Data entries
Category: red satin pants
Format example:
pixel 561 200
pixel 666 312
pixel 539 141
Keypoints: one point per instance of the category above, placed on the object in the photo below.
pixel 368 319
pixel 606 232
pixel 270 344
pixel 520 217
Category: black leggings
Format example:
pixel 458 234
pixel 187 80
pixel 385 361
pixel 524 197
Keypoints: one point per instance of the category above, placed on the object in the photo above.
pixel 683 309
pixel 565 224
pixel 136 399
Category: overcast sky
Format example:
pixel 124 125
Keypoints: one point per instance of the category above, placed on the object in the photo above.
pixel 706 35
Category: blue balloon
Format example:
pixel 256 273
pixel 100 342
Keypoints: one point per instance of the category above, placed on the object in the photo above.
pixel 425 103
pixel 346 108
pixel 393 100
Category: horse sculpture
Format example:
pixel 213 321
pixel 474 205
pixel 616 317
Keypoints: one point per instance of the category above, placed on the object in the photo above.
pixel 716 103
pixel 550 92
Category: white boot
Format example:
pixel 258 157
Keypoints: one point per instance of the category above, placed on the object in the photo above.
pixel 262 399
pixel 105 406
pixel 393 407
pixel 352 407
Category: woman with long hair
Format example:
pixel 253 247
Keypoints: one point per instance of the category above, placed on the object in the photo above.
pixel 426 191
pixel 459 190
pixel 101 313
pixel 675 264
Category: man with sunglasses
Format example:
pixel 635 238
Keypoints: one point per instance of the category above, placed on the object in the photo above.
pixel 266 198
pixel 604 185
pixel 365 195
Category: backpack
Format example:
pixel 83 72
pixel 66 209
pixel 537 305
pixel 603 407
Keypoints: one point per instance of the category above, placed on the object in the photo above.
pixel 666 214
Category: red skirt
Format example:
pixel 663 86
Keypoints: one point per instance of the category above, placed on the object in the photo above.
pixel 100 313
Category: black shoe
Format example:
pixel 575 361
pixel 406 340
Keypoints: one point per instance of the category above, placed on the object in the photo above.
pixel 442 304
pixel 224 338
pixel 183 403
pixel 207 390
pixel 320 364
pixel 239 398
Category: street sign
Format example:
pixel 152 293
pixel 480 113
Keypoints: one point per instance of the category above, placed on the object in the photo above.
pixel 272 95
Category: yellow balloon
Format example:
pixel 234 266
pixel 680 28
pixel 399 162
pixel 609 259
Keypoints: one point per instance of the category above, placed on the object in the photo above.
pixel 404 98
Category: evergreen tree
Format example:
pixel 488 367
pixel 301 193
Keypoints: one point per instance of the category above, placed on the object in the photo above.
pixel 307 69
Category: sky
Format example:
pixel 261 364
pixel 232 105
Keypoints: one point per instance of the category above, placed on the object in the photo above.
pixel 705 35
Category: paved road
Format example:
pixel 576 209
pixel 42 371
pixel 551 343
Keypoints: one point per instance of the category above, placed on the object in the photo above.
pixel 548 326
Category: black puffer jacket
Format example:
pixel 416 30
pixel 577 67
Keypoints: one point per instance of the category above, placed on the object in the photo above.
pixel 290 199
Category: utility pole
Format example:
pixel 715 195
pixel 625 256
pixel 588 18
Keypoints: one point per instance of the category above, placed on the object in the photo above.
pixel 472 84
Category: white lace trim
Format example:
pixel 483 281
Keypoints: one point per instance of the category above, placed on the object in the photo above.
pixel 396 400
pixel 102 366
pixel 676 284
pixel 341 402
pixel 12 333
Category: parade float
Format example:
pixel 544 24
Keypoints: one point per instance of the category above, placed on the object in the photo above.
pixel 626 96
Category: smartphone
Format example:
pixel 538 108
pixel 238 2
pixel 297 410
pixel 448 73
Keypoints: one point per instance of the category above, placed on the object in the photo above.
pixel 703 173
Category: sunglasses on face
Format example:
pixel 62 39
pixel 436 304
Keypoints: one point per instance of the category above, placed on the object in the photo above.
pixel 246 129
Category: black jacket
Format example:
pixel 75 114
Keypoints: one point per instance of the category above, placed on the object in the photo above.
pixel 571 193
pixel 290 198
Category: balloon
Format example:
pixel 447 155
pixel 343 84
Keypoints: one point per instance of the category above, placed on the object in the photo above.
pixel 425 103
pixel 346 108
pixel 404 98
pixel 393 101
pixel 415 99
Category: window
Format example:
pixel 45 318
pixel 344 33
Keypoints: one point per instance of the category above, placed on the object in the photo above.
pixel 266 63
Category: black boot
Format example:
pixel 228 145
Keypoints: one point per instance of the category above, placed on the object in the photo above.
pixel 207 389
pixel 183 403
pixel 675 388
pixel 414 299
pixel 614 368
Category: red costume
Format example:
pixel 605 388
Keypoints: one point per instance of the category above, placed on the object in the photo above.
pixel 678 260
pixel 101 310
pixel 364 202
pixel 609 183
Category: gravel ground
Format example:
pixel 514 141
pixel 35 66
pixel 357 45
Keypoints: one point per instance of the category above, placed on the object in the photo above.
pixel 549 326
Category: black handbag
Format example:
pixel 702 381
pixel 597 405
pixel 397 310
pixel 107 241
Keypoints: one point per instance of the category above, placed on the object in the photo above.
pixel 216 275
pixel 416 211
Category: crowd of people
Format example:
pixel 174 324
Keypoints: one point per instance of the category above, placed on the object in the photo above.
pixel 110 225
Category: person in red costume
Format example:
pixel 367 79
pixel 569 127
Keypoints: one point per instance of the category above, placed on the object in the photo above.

• _YOUR ASSIGNMENT_
Could you repeat exactly the lines above from the line with "pixel 187 80" up to and including the line with "pixel 616 317", and only those?

• _TASK OUTPUT_
pixel 187 80
pixel 385 361
pixel 524 197
Keypoints: one point per instance of the category above, placed on the object in the photo above.
pixel 683 309
pixel 565 224
pixel 136 399
Category: overcast sky
Format example:
pixel 124 125
Keypoints: one point per instance of the category above, placed on the object in the photo above.
pixel 706 35
Category: blue balloon
Format example:
pixel 256 273
pixel 100 342
Keypoints: one point per instance of the category above, placed on the object in the photo above.
pixel 425 103
pixel 346 108
pixel 393 100
Category: horse sculpture
Format example:
pixel 213 321
pixel 474 205
pixel 616 317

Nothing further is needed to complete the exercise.